> [Task to carry out]:
Starting at the line that contains "Where can the gravel" and continuing through the last line, write out every line again, shifting each coordinate in the answers by adding -83 to it.

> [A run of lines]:
┌──

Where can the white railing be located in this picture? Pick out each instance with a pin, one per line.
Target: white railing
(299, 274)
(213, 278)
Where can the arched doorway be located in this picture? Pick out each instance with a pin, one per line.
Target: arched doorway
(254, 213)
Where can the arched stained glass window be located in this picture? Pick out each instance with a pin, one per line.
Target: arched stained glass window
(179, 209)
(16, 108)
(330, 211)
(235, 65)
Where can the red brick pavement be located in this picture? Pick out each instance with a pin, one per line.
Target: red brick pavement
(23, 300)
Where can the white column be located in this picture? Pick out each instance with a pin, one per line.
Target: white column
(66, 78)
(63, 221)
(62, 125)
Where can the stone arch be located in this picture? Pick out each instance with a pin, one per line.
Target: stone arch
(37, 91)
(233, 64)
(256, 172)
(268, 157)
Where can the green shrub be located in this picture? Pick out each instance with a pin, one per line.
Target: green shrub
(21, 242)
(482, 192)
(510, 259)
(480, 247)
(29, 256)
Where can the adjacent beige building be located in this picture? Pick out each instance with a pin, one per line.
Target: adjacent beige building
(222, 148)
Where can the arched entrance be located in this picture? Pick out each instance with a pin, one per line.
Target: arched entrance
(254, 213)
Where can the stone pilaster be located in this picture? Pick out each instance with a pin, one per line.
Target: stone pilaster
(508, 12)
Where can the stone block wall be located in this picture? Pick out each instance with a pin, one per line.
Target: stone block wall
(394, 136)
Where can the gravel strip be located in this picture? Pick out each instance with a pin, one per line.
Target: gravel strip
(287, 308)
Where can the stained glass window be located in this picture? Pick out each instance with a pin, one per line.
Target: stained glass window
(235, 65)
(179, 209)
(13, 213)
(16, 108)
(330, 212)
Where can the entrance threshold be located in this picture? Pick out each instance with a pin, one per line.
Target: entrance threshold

└──

> [Solution to the problem]:
Where can the gravel strip be located in this picture? Pick out each instance with a pin, one per line.
Target: gravel strip
(204, 225)
Where can the stained glass window be located in this picture? Pick out each instance with a pin, one per line.
Target: stained glass window
(152, -18)
(96, 126)
(-70, 130)
(-67, 25)
(247, 129)
Where can the entrance threshold be located in this picture? Pick out each instance with a pin, one per line.
Target: entrance threshold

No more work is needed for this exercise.